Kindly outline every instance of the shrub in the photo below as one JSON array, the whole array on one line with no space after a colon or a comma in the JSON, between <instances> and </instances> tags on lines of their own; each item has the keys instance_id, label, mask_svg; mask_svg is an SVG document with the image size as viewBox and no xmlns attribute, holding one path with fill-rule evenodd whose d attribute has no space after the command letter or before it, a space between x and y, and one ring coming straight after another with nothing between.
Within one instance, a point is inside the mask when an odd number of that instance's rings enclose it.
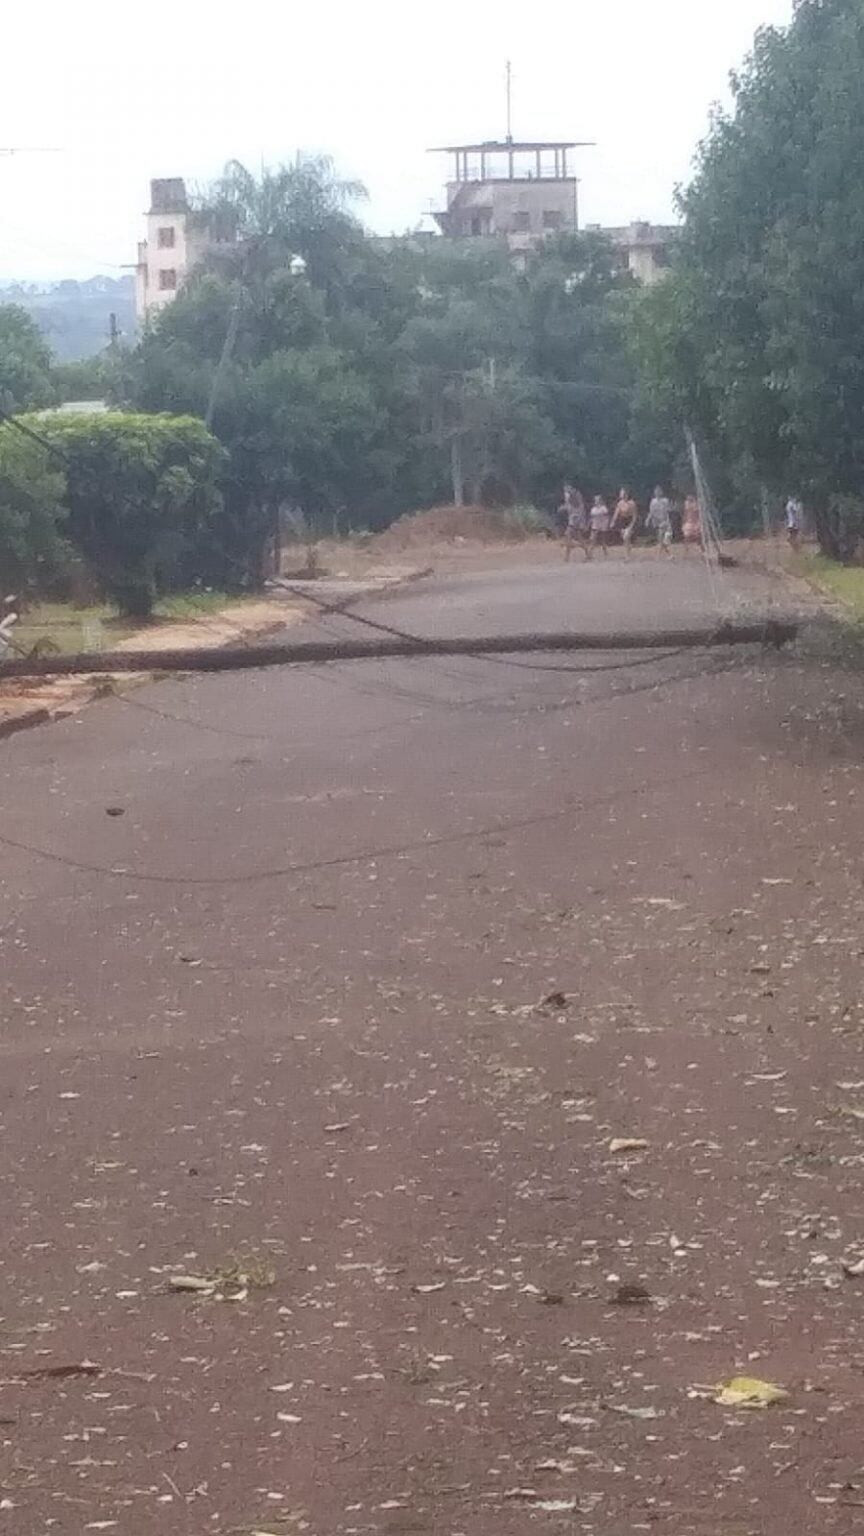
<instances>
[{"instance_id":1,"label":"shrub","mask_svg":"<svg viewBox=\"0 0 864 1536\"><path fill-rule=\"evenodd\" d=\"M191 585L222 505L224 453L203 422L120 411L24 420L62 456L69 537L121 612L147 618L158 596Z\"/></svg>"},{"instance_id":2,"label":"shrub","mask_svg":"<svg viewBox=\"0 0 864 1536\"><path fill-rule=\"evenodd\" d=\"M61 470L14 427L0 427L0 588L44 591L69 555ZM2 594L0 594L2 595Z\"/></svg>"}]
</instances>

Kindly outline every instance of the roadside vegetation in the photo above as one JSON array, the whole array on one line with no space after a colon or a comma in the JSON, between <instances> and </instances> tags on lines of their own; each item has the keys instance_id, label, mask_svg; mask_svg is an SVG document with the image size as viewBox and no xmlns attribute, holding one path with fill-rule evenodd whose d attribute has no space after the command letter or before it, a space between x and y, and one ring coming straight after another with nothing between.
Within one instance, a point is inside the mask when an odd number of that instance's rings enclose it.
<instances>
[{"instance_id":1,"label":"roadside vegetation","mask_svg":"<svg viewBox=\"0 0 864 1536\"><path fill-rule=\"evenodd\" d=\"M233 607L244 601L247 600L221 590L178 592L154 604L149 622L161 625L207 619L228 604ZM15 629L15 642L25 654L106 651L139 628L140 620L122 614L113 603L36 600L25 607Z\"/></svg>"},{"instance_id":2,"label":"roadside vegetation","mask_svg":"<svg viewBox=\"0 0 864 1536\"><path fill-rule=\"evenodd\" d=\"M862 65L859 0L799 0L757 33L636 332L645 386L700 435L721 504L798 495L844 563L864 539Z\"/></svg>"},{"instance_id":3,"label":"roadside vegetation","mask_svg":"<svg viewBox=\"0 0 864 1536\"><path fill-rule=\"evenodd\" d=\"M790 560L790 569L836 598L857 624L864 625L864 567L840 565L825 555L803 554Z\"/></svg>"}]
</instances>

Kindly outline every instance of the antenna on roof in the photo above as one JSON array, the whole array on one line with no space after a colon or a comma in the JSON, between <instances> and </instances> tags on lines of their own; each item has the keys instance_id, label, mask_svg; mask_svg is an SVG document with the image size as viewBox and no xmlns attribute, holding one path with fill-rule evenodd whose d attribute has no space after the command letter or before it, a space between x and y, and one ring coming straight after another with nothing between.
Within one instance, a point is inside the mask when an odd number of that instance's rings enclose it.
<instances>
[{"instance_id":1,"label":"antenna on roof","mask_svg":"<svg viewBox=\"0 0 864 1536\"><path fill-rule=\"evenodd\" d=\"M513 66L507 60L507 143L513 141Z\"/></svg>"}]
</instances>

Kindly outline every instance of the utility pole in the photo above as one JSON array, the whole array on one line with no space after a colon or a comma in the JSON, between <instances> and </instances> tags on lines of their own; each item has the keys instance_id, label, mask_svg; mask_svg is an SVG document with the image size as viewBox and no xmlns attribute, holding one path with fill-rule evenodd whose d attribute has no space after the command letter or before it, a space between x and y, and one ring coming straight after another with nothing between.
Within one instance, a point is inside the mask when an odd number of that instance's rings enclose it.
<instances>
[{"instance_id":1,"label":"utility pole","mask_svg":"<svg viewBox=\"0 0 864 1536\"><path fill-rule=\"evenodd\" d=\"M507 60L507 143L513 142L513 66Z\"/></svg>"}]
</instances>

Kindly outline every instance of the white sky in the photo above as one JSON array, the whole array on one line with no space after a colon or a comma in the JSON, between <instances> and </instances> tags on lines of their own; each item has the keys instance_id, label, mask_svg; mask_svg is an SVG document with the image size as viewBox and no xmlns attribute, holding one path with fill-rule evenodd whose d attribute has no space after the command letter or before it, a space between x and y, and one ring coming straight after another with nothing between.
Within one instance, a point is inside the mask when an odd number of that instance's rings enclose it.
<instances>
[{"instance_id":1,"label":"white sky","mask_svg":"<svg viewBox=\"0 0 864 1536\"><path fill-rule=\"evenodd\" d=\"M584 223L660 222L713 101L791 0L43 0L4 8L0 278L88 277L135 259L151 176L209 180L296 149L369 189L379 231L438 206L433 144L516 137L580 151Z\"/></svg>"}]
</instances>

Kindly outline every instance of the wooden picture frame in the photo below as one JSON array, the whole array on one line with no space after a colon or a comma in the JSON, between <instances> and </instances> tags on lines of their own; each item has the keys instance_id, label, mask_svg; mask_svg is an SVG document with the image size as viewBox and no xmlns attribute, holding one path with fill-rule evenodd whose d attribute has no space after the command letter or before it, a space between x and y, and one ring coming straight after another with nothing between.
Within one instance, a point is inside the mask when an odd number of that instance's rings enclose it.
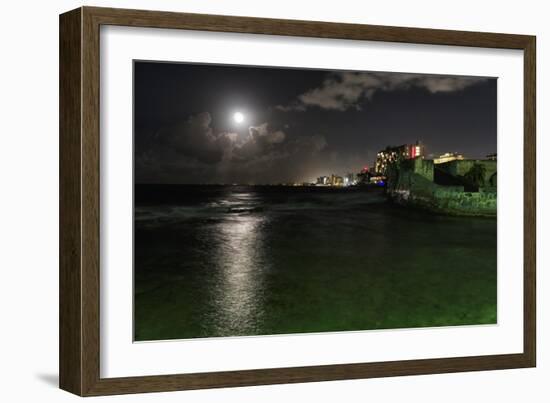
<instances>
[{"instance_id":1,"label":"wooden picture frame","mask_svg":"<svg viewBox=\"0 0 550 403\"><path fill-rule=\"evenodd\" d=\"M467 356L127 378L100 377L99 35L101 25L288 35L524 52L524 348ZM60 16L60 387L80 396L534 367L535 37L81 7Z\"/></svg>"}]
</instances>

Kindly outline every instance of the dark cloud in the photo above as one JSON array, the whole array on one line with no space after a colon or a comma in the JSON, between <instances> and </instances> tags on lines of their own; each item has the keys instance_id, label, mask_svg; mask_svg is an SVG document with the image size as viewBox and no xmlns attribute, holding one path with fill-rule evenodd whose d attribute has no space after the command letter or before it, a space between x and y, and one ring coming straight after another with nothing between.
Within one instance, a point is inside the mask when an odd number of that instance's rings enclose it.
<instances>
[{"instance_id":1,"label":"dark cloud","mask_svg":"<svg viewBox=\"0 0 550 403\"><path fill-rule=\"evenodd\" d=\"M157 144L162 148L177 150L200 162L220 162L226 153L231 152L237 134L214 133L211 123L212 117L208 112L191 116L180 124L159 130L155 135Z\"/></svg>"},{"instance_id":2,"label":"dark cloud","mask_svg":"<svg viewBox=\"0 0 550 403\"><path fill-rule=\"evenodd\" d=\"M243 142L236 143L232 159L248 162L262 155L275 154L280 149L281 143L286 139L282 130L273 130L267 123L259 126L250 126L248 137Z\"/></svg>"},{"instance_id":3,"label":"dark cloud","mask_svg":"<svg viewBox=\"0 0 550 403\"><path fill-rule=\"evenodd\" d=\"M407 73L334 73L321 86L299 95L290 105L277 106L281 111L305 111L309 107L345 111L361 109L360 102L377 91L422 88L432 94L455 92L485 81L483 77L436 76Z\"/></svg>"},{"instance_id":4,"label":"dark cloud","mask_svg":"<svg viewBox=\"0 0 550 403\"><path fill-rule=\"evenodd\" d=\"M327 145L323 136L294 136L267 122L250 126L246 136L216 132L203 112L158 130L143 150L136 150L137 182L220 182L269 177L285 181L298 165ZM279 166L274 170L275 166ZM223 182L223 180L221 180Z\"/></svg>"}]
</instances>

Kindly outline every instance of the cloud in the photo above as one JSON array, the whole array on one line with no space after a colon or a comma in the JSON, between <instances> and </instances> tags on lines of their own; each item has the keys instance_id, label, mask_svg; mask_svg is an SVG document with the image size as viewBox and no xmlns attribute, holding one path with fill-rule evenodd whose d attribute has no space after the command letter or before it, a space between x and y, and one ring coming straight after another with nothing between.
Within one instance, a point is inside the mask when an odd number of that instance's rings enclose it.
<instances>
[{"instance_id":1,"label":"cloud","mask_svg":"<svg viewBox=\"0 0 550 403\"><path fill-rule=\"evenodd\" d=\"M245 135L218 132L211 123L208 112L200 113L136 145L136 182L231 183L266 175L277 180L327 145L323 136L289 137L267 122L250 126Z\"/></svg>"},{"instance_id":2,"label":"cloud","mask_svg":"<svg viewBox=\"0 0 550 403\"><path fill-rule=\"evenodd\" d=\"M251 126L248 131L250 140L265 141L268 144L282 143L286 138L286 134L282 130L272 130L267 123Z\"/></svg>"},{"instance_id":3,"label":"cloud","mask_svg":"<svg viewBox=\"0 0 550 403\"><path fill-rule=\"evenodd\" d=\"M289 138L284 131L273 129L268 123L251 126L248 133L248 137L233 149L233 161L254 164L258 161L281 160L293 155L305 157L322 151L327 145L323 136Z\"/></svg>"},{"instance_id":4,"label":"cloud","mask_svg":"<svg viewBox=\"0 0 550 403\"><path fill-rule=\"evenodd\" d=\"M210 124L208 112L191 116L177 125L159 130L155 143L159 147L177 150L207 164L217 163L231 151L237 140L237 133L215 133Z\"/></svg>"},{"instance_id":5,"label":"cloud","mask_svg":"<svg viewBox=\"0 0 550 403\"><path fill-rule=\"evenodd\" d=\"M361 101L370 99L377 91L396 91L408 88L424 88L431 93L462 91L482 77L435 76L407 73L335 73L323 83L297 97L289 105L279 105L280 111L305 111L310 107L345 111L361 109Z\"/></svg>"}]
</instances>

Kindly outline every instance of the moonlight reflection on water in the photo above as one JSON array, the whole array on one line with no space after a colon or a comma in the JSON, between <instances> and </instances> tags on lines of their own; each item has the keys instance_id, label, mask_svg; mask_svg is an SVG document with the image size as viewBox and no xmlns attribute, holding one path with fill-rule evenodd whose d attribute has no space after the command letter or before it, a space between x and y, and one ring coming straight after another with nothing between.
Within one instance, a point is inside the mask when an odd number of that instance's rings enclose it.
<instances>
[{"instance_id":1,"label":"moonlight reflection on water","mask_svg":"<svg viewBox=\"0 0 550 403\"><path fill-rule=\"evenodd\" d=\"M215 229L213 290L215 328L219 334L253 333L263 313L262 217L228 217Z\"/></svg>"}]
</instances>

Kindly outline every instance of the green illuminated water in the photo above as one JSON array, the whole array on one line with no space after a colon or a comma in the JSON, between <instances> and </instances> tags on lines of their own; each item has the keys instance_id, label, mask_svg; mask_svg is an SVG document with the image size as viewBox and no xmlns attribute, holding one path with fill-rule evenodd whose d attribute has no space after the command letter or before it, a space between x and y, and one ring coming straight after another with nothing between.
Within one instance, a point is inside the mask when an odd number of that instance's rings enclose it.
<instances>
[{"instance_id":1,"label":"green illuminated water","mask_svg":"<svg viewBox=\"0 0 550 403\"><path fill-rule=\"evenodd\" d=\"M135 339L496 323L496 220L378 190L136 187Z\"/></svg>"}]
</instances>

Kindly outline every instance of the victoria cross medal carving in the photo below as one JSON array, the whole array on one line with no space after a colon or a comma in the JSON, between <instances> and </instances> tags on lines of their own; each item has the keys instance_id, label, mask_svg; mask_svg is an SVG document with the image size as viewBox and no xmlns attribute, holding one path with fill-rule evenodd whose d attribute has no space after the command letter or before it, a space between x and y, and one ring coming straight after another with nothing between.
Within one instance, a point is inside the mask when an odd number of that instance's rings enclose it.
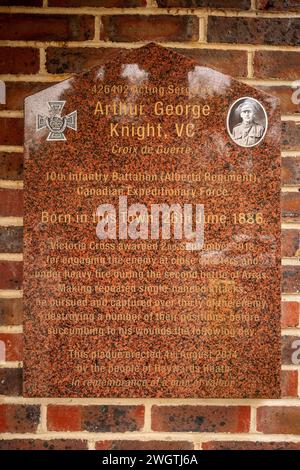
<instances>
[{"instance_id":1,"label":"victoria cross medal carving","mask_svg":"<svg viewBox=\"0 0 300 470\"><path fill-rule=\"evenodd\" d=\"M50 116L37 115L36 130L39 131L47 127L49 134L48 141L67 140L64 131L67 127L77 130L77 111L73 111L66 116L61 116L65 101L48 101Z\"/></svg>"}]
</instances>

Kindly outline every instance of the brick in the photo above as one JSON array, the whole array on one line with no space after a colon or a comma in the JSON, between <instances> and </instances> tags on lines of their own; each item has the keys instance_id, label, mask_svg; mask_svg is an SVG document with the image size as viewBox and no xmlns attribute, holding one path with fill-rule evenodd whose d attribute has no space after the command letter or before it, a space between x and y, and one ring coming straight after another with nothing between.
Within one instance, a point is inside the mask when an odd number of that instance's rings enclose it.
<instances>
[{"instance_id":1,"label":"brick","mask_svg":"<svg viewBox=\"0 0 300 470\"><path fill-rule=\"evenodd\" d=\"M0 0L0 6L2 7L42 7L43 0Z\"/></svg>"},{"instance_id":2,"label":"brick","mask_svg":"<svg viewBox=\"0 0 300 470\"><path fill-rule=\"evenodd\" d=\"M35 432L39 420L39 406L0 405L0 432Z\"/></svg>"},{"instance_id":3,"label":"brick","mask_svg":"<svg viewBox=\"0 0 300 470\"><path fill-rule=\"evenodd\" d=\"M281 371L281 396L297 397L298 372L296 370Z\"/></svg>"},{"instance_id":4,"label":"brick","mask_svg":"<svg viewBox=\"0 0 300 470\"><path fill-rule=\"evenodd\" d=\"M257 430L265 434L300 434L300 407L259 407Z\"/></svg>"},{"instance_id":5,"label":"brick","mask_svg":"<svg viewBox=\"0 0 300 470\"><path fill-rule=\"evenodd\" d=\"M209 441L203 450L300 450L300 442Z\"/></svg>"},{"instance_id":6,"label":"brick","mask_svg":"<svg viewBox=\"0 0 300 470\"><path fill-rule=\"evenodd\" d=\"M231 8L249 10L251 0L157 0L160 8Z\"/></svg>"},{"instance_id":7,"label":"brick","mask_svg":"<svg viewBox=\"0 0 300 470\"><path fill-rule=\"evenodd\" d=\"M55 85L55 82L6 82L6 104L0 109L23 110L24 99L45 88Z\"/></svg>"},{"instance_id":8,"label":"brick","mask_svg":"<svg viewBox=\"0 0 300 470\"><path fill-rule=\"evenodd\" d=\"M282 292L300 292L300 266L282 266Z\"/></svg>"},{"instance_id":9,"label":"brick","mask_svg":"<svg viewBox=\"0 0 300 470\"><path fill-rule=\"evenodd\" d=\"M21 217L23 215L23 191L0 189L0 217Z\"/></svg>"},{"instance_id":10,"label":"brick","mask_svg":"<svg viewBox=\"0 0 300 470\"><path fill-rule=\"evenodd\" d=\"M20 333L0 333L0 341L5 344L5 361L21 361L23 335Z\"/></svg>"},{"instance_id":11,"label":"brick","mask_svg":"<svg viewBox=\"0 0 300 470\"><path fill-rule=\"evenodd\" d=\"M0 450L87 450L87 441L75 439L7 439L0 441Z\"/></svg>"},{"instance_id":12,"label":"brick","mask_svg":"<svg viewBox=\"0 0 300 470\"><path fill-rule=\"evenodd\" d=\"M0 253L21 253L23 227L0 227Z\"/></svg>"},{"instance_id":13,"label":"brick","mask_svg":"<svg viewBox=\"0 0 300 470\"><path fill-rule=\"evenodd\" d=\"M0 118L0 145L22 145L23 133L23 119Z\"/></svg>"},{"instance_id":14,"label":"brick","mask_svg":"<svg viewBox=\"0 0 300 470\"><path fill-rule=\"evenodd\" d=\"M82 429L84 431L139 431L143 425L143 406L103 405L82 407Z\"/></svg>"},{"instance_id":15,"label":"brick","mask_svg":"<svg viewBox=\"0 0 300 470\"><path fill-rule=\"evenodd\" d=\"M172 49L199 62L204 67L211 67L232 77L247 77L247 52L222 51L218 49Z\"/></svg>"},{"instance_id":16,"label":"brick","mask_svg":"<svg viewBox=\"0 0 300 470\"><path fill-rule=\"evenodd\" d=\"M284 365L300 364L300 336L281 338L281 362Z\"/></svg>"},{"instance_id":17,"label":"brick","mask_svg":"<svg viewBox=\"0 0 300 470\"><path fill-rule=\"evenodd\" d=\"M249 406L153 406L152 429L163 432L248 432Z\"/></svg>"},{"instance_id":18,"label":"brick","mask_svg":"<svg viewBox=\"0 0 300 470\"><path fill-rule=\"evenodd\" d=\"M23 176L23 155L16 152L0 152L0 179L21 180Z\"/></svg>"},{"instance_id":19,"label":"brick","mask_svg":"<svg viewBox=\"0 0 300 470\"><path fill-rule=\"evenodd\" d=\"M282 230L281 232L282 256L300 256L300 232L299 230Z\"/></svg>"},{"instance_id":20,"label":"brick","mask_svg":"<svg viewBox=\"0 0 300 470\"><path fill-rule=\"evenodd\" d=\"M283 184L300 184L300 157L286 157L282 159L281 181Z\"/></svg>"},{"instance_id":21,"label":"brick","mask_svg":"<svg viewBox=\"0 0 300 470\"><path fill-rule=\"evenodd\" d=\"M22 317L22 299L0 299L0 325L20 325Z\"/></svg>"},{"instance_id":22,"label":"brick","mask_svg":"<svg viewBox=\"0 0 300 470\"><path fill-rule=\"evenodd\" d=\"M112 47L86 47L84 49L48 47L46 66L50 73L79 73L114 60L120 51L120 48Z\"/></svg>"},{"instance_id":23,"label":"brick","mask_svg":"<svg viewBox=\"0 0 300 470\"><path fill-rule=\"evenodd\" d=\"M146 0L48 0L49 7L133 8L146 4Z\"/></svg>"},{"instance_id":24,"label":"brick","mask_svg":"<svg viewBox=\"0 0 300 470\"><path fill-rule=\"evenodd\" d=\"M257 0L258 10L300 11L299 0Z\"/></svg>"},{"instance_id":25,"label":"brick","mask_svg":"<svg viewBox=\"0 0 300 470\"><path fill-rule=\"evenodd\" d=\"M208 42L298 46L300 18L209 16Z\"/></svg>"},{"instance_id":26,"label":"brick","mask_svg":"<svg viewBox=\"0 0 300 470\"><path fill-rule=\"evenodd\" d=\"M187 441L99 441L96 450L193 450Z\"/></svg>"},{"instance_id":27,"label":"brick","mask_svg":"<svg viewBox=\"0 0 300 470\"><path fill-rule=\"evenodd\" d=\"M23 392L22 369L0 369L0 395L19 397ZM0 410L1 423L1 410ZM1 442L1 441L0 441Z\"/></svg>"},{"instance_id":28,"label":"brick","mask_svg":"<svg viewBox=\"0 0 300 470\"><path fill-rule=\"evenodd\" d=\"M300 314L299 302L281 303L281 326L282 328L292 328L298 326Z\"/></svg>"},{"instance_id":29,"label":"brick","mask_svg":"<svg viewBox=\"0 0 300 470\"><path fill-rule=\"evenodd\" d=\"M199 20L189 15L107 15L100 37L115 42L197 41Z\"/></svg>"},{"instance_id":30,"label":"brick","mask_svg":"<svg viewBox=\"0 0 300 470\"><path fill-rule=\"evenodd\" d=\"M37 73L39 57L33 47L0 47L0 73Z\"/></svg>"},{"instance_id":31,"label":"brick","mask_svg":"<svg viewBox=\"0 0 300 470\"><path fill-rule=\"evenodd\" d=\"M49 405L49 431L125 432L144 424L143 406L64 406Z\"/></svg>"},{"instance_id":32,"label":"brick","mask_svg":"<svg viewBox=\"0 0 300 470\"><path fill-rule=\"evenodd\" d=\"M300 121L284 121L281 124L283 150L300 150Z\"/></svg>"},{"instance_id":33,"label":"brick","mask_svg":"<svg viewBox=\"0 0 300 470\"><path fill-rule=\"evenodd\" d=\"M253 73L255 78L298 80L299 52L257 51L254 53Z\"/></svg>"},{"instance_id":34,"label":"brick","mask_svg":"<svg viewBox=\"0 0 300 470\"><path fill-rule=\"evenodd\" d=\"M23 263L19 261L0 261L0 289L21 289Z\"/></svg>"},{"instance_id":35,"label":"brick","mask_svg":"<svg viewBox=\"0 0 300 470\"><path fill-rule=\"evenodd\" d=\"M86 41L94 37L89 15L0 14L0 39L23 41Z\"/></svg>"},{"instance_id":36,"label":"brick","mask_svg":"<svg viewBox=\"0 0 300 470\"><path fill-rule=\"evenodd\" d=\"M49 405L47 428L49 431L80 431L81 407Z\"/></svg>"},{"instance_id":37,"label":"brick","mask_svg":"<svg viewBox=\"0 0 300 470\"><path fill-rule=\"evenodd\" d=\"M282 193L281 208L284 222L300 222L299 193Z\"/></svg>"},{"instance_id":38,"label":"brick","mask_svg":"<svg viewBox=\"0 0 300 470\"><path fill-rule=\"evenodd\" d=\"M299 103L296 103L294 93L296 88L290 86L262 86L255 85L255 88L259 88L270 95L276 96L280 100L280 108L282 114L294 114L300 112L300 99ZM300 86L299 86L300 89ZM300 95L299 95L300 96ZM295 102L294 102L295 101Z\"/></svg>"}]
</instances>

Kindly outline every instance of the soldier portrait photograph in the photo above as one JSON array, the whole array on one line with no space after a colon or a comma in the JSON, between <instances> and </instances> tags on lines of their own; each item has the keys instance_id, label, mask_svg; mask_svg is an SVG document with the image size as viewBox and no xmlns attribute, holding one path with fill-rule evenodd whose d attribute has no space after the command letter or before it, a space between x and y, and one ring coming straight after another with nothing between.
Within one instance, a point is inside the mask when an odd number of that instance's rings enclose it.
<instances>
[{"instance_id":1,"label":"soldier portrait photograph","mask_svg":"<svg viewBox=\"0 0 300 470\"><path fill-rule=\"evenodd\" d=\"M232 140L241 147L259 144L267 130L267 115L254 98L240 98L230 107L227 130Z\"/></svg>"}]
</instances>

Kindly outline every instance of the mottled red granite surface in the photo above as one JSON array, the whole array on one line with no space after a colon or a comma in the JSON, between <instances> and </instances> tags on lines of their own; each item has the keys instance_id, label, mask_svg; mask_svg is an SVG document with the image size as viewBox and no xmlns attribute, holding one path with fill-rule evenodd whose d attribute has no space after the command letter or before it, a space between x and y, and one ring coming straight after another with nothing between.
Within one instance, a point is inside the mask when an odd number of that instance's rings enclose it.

============================================================

● **INSTRUCTIONS TO FOLLOW**
Only the lines above that include the word "below" belong in the answer; copy each one.

● **ANSWER AREA**
Kindly outline every instance of the shrub in the photo below as one JSON array, the whole array on one line with no space after a colon or a comma in the JSON, between <instances> and </instances> tags on lines of their own; each item has the keys instance_id, label, mask_svg; mask_svg is an SVG document with the image size as viewBox and no xmlns attribute, holding one path with fill-rule evenodd whose d attribute has no space after the command letter or before it, a space between x and y, and one ring coming straight after another with nothing between.
Kindly outline every instance of the wooden picture frame in the photo below as one JSON array, the whole array on one line with no space after a colon or a comma in the JSON, between <instances> and </instances> tags on lines of their own; each item has the keys instance_id, label, mask_svg; mask_svg is an SVG document with the image size as viewBox and no xmlns attribute, holding one path with fill-rule evenodd whose d attribute has no space after the command letter or before it, a space between x and y, and one ring coming straight after another with nothing between.
Kindly outline every instance of the victoria cross medal carving in the photo below as one JSON array, the whole array on one line with no space after a colon or a comma in the JSON, between <instances> and </instances> tags on lines of their own; each item has the keys instance_id, label, mask_svg; mask_svg is an SVG document with the image size as viewBox and no xmlns attribute, holding one path with fill-rule evenodd whose d attribute has no space after the command letter or before it, a space between x and y, and one ring coming straight after another with nothing between.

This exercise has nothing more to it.